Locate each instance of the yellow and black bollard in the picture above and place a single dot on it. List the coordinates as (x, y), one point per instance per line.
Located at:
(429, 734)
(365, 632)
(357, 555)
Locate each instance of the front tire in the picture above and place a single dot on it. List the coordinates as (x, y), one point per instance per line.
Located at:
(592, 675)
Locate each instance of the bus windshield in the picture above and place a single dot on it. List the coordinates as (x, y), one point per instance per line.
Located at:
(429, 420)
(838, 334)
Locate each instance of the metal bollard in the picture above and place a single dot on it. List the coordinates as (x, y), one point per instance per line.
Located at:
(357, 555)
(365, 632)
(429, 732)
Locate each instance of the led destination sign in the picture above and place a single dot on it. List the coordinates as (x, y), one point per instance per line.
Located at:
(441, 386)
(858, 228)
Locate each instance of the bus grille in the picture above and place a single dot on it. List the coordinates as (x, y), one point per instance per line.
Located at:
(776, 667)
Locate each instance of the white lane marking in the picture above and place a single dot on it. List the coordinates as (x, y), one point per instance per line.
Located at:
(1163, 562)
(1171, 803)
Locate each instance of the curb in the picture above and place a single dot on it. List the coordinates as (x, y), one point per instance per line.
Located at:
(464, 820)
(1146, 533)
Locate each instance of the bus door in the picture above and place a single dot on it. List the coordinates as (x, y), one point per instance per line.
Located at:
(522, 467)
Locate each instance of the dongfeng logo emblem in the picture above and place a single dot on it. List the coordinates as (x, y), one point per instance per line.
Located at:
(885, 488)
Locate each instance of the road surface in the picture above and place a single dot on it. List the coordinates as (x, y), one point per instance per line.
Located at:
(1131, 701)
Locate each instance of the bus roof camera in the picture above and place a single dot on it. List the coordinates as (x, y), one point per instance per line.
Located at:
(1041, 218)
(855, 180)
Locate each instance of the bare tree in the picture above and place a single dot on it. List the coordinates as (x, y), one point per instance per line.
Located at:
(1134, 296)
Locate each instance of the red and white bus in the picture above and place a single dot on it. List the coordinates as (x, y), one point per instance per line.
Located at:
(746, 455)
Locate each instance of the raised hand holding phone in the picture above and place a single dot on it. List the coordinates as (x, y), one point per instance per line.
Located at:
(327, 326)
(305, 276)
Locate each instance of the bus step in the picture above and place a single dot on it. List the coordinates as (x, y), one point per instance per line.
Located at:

+ + + + +

Update the lines starting with the one that contains "Locate each instance of the road" and going on through the end of the listing, swapping "bare tree" for "leafless tree" and leaving everything else as it is. Return only those lines.

## Finished exercise:
Locate each instance of the road surface in the picture above and place a single dot on it. List the coordinates as (x, y), one point per instance per line.
Located at:
(1131, 701)
Locate each instance of the bus roof camera in the picture above and place a single dot on it. List the coordinates as (x, y), one point per instance per line.
Located at:
(1041, 218)
(855, 180)
Locate each instance of the leafless tree in the picture above and place a single dot on it. List the coordinates as (x, y), one point per instance per line.
Located at:
(1134, 296)
Locate each instance of the red and white bus in the picture above and place a single dot on it. List the coordinates as (x, y), one point per instance per line.
Located at:
(746, 455)
Locate each instance of the raised hand holding phone in the picture above and place a single dot on it. List the coordinates as (x, y), one point per instance per line.
Located at:
(327, 326)
(305, 276)
Locate each instance of the bus step in the picture above and place a single dot on it. List the coordinates as (x, y), one point per instance per line.
Located at:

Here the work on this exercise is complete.